### PROBLEM REQUIREMENTS
One part of the entries below is wanted: the lines from the one containing "Could you please annotate the sunset" through the one containing "Could you please annotate the glasses". Write those out exactly and nothing else.

Segment Start: EXERCISE DATA

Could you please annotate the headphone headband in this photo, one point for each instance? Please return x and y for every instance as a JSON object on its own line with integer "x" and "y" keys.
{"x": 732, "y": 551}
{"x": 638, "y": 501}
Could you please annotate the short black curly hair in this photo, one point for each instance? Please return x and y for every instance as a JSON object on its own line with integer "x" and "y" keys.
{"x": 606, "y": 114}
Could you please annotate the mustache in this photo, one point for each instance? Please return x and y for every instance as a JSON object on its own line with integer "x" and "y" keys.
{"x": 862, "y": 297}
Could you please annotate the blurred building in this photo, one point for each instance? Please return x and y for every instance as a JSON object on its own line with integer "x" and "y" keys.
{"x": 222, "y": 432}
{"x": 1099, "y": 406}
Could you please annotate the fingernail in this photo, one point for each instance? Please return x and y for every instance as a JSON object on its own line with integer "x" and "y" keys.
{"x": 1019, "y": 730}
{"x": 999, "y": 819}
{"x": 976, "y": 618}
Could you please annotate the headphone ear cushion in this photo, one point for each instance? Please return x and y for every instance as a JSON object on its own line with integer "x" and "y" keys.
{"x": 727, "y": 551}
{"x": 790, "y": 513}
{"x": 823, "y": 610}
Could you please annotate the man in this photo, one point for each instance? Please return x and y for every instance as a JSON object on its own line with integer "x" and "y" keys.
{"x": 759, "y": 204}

Segment End: EXERCISE DATA
Segment Start: EXERCISE DATA

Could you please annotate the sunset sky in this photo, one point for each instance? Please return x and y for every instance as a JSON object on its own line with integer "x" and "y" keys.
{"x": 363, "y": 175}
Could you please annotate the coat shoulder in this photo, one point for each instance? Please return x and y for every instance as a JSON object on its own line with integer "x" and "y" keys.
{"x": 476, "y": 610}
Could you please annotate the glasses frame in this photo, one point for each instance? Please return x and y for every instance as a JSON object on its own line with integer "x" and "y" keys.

Segment End: EXERCISE DATA

### WRITTEN SOLUTION
Could you please annotate the sunset sky in this photo, one point for each instance? Please return x and y for every instance as a JSON object on its own line with integer "x" and "y" keys.
{"x": 363, "y": 175}
Could you please annotate the coat shoulder in this photo, one point for each instance? Please return x and y for every instance as a JSON object on its own line with integer "x" and "y" keys.
{"x": 476, "y": 610}
Could you please annotate the glasses frame in this photo, one point for each instance? Please return x and y for every instance as a JSON object on its own line with integer "x" and "y" keys.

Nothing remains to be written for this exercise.